◆ **Page excerpt**
The Great Gatsby (F. Scott Fitzgerald, 1926)

I decided I must re-read this in preparation for the film.

The tatty paperback is covered in pen underlining from my first, compulsory high school reading, and I wondered how much of my love would remain when reading through older and – possibly – more critical eyes.

Nick Carraway moves to Long Island in the 1920s and is drawn into a glamorous, seedy world lit up by his neighbour, Jay Gatsby. No-one knows much about Gatsby and they delight in making up sinister stories; but it turns out Gatsby’s secrets are very close to home.

It’s my habit to take a photo of passages I like, to save writing them all down. I wasn’t halfway through this by the time I had a couple of dozen photographs. The pen marks from the first reading showed I’d felt similarly back then.

Fitzgerald’s writing makes every line seems enchanted. When Carraway finds something lovely, you feel his wonder, and when he describes the dreadful you feel his surges of disgust.

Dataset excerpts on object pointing
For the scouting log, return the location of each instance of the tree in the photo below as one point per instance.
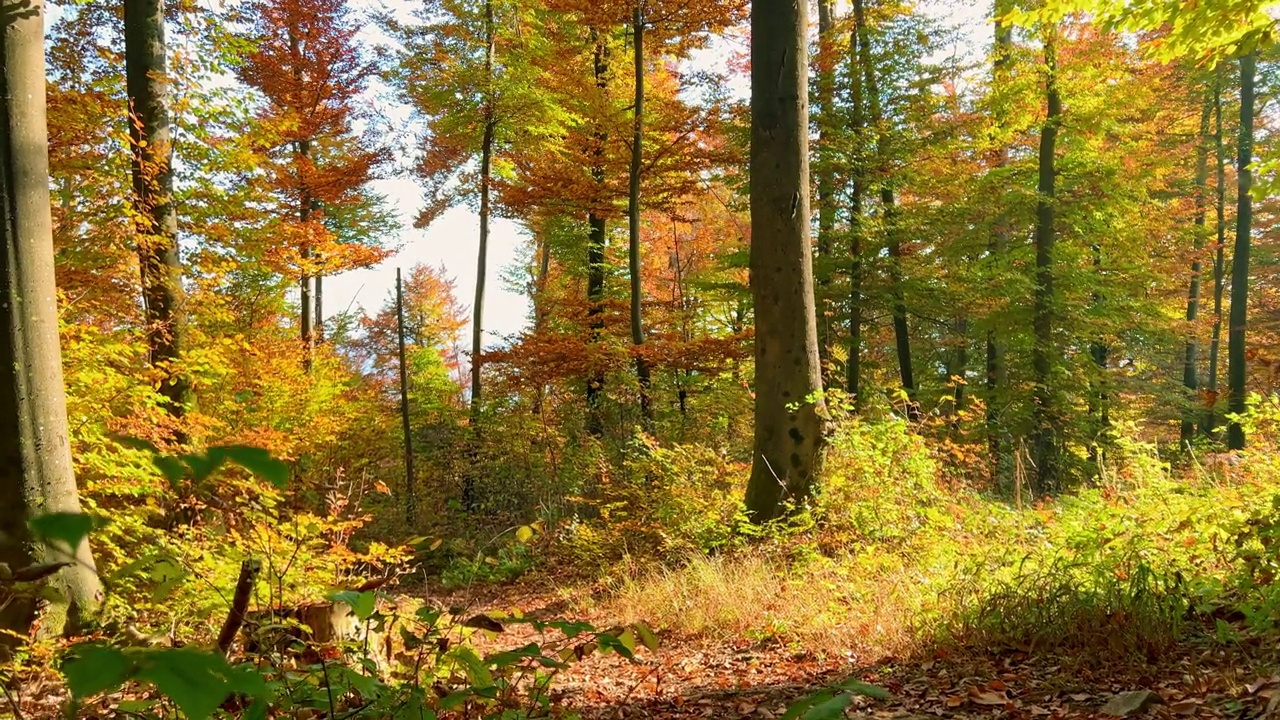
(155, 215)
(789, 406)
(1046, 424)
(36, 474)
(307, 65)
(1235, 356)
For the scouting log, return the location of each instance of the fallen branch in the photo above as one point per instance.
(240, 605)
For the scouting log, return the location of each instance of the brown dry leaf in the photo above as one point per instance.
(988, 698)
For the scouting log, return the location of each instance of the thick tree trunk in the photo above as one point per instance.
(997, 436)
(888, 214)
(1046, 422)
(597, 237)
(1210, 424)
(1191, 352)
(1235, 361)
(35, 456)
(634, 223)
(789, 406)
(155, 217)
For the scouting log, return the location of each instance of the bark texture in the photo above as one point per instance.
(35, 456)
(789, 409)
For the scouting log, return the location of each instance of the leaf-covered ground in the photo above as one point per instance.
(690, 678)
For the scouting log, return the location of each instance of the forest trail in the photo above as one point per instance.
(734, 678)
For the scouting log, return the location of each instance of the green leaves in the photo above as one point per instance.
(196, 680)
(831, 702)
(200, 466)
(64, 529)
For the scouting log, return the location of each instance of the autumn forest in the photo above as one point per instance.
(881, 359)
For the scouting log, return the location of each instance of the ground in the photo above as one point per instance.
(688, 678)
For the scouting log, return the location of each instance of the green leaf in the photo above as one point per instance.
(647, 636)
(361, 604)
(830, 709)
(67, 528)
(196, 680)
(95, 668)
(474, 668)
(862, 688)
(257, 461)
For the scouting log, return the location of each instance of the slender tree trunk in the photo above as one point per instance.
(1210, 424)
(1191, 354)
(856, 231)
(35, 458)
(485, 210)
(1100, 406)
(888, 210)
(597, 237)
(826, 108)
(789, 406)
(634, 223)
(318, 329)
(1235, 361)
(1046, 422)
(410, 496)
(302, 149)
(155, 217)
(997, 440)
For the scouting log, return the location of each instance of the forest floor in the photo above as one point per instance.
(720, 678)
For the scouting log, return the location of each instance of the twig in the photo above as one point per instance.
(240, 605)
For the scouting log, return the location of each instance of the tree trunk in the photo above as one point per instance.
(1100, 399)
(826, 108)
(997, 440)
(858, 119)
(485, 210)
(306, 205)
(1210, 425)
(597, 237)
(888, 210)
(155, 217)
(1046, 422)
(634, 223)
(789, 408)
(1191, 354)
(410, 496)
(1235, 363)
(35, 458)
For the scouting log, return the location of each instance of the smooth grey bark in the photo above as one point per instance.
(36, 475)
(1210, 424)
(789, 406)
(1235, 360)
(824, 117)
(595, 240)
(490, 126)
(634, 220)
(997, 436)
(1046, 420)
(888, 217)
(410, 496)
(155, 215)
(856, 231)
(1191, 351)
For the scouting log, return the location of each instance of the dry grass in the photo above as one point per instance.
(824, 606)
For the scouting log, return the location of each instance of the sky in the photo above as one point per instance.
(453, 238)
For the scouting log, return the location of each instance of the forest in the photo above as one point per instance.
(882, 359)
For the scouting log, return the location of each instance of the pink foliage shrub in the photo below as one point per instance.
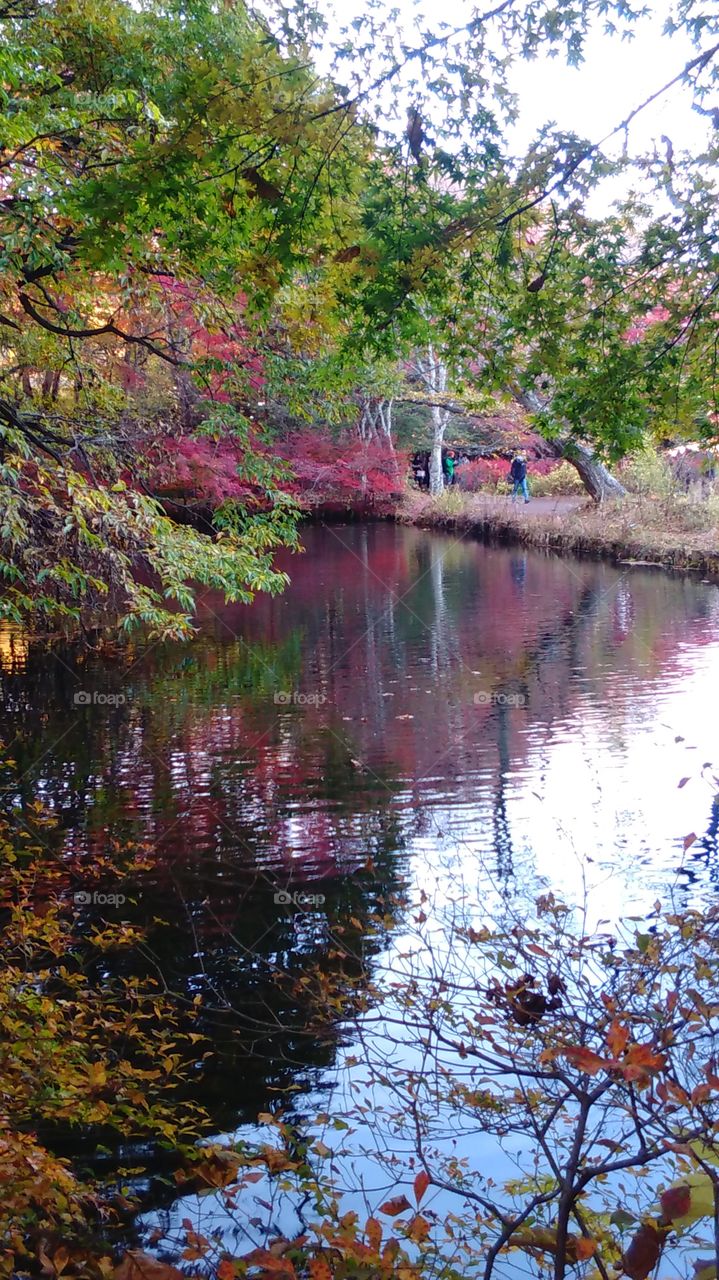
(348, 471)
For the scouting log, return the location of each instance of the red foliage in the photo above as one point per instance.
(229, 343)
(486, 472)
(202, 470)
(346, 471)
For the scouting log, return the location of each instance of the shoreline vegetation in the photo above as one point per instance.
(669, 533)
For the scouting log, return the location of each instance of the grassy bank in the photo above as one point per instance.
(671, 530)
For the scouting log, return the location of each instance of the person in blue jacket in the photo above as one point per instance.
(518, 478)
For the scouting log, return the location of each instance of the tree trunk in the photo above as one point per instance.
(596, 479)
(433, 373)
(439, 424)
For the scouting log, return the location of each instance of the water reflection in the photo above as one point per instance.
(413, 707)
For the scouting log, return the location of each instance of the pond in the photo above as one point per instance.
(417, 711)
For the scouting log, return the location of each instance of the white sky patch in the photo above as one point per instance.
(590, 100)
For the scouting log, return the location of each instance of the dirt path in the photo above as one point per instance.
(522, 510)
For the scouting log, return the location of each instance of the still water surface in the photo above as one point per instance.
(415, 713)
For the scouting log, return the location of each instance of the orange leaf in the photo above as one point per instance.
(394, 1206)
(374, 1233)
(418, 1229)
(586, 1061)
(585, 1248)
(320, 1269)
(617, 1038)
(642, 1253)
(137, 1265)
(269, 1262)
(641, 1060)
(421, 1183)
(676, 1202)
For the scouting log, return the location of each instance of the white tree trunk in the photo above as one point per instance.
(434, 375)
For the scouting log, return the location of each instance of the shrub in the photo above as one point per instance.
(647, 472)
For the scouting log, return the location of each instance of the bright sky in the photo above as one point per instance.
(591, 100)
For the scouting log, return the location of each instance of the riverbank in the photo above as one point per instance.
(671, 533)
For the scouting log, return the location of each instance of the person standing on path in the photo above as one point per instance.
(518, 476)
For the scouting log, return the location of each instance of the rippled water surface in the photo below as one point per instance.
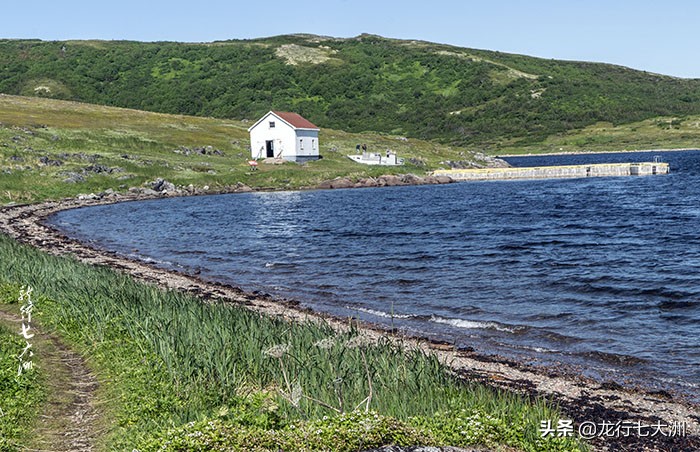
(602, 274)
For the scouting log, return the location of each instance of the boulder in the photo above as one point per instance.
(367, 182)
(389, 180)
(162, 185)
(242, 188)
(412, 179)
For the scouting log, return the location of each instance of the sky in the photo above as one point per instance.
(654, 36)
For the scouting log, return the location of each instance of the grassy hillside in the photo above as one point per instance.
(417, 89)
(51, 149)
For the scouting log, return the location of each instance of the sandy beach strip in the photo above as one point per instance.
(582, 399)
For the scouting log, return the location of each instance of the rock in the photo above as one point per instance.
(412, 179)
(389, 180)
(242, 188)
(45, 160)
(416, 161)
(91, 196)
(342, 182)
(162, 185)
(73, 178)
(444, 179)
(97, 169)
(367, 182)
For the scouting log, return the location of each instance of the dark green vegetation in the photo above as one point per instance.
(51, 149)
(418, 89)
(185, 375)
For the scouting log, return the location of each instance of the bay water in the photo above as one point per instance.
(598, 275)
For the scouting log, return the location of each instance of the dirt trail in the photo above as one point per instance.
(68, 420)
(582, 399)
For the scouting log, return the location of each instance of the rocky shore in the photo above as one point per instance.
(583, 400)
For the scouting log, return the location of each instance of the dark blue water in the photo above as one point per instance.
(600, 274)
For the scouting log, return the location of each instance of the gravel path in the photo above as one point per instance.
(68, 419)
(583, 400)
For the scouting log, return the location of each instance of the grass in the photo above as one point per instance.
(180, 374)
(20, 395)
(657, 133)
(113, 148)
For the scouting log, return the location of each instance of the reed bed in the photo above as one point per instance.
(168, 359)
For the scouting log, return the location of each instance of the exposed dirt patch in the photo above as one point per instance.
(69, 418)
(582, 399)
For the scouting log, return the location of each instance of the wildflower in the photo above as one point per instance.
(326, 343)
(295, 396)
(25, 332)
(355, 342)
(277, 351)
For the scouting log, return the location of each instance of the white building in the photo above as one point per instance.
(284, 135)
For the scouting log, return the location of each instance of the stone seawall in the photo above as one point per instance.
(557, 172)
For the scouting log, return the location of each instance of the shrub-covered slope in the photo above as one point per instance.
(418, 89)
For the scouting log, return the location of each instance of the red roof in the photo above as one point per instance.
(296, 120)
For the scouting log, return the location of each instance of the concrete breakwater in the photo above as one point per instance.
(557, 172)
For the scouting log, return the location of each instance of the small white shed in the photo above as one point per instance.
(284, 135)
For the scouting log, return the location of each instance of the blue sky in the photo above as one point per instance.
(656, 36)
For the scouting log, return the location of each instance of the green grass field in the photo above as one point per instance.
(52, 149)
(179, 374)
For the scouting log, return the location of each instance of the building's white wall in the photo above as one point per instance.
(307, 143)
(290, 142)
(282, 135)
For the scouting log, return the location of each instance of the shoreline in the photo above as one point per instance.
(581, 398)
(634, 151)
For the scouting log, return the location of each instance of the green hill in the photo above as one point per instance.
(368, 83)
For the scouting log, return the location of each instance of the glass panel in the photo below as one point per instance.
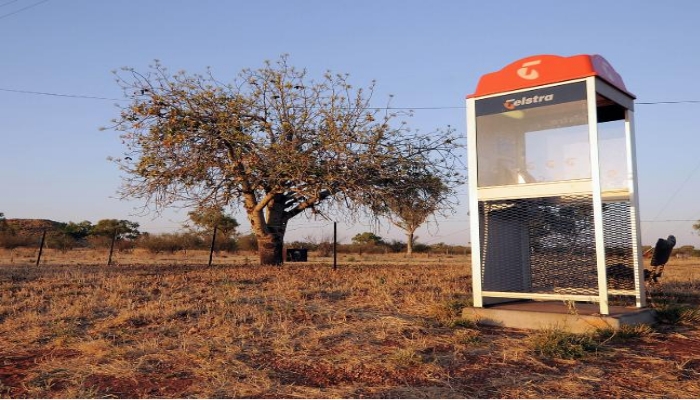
(534, 136)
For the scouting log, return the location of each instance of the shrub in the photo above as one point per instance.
(555, 343)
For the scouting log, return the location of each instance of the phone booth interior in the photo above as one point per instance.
(552, 182)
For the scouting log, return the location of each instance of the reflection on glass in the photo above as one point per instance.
(613, 155)
(543, 144)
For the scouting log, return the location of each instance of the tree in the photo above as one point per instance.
(367, 238)
(78, 230)
(214, 218)
(408, 207)
(122, 228)
(274, 142)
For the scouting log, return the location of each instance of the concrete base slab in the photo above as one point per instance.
(540, 315)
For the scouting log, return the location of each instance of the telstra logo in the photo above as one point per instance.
(512, 104)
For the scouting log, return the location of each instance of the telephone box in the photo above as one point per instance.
(552, 183)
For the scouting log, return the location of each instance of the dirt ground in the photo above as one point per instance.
(304, 330)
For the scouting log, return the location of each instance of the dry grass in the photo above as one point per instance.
(303, 330)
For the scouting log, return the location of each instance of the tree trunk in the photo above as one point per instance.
(270, 249)
(409, 243)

◆ **Tasks to carry out**
1. List every person the Gatsby review names in full.
2. Count the lines of the records that contain the word "path". Give only the number.
The records are unrelated to the Gatsby review.

◆ **Results by task**
1. F. Scott Fitzgerald, Nick Carraway, Jay Gatsby

2. 3